• Источник
____

Он был превосходнейшим и необычным архитектором и, несмотря на то, что сам он был бедным, всегда обладал богатством и величием духа. И потому те, кто в своих живописных трудах будут придерживаться того пути, какого придерживался Россо, всегда будут прославлены так, как прославляются его работы, которые не имеют себе равных по смелости, выполнены без натуги и лишены того худосочия и той скуки, какими страдают произведения бесчисленного множества тех, кто старается ничто сделать чем-то.
В юности своей Россо срисовывал картоны Микеланджело и пожелал учиться только у немногих мастеров, оставаясь, однако, при твердых своих убеждениях, противоречивших их манере, как это видно по табернаклю в Мариньолле за флорентийскими воротами Сан Пьер Гаттолини, где для Пьеро Бартоли он написал фреской усопшего Христа и где он начал проявлять, насколько он мечтает о манере смелой и, более чем у других, величавой, но в то же время легкой и поражающей.
Когда Лоренцо Пуччи был папой Львом рукоположен в кардиналы, Россо, будучи еще безбородым юнцом, написал над дверями церкви сервитов Сан Себастьяно герб Пуччи с двумя фигурами, удивившими тогда художников, еще не ожидавших того, что из него вышло. После чего воодушевился он так, что, написав для мастера Якопо, брата-сервита, занимавшегося поэзией, образ Богоматери с поясным изображением св. евангелиста Иоанна, он по его же совету выполнил во дворе упомянутых сервитов рядом с Посещением Якопо из Понтормо Успение Богоматери, где на небе изобразил ангелов в виде обнаженных мальчиков, изящнейшим образом реющих в воздухе, ведя вокруг Богоматери хоровод и образуя в сокращении прекраснейшую линию очертаний.
И если бы и в колорите его была та художественная зрелость, какую он приобрел со временем, то другие истории, с которыми он сравнялся величием и качеством рисунка, он намного и превзошел бы. Апостолов он там слишком закутал в одежды, чересчур богатые, однако позы и головы некоторых из них более чем прекрасны.
Начальник больницы Санта Мариа Нуова заказал ему образ, но когда увидел его набросок, то ему, как человеку в искусстве малосведущему, все святые показались там дьяволами, ибо у Россо было обыкновение в своих набросках маслом придавать лицам выражение жестокости и отчаяния, в отделке же он это выражение смягчал и доделывал лица так, как полагалось. Поэтому тот образа от него не принял и убежал от него, крича, что его обманули.

____

• Сохранённые записи

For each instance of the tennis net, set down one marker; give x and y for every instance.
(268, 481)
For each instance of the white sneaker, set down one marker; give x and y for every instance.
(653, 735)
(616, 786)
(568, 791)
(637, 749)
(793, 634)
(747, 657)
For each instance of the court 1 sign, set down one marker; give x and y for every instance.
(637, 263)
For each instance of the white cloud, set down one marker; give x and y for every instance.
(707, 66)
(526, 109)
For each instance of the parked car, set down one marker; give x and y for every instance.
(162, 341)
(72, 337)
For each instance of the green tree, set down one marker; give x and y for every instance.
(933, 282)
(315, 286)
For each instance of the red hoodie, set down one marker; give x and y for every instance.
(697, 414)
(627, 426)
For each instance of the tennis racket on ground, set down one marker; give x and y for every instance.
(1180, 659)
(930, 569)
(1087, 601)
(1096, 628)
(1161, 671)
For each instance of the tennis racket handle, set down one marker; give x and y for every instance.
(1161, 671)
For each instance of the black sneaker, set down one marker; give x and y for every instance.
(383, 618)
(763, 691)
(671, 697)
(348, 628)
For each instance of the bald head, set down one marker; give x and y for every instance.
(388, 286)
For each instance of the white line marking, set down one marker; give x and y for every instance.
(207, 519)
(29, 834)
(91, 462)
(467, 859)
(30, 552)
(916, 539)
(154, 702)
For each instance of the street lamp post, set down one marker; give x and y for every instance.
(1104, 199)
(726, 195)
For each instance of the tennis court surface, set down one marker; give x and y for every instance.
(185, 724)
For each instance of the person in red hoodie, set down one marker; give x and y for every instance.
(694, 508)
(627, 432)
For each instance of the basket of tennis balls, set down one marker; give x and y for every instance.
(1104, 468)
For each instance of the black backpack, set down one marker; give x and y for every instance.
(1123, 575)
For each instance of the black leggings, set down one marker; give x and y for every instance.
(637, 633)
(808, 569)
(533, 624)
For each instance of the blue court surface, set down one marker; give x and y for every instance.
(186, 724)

____

• Задание
Переведите на английский язык следующее предложение из источника: «Апостолов он там слишком закутал в одежды, чересчур богатые, однако позы и головы некоторых из них более чем прекрасны». Отвечайте, опираясь только на источник.

• Ответ на задание
There he wrapped the Apostles too heavily in garments that were overly rich, yet the poses and heads of some of them are more than beautiful.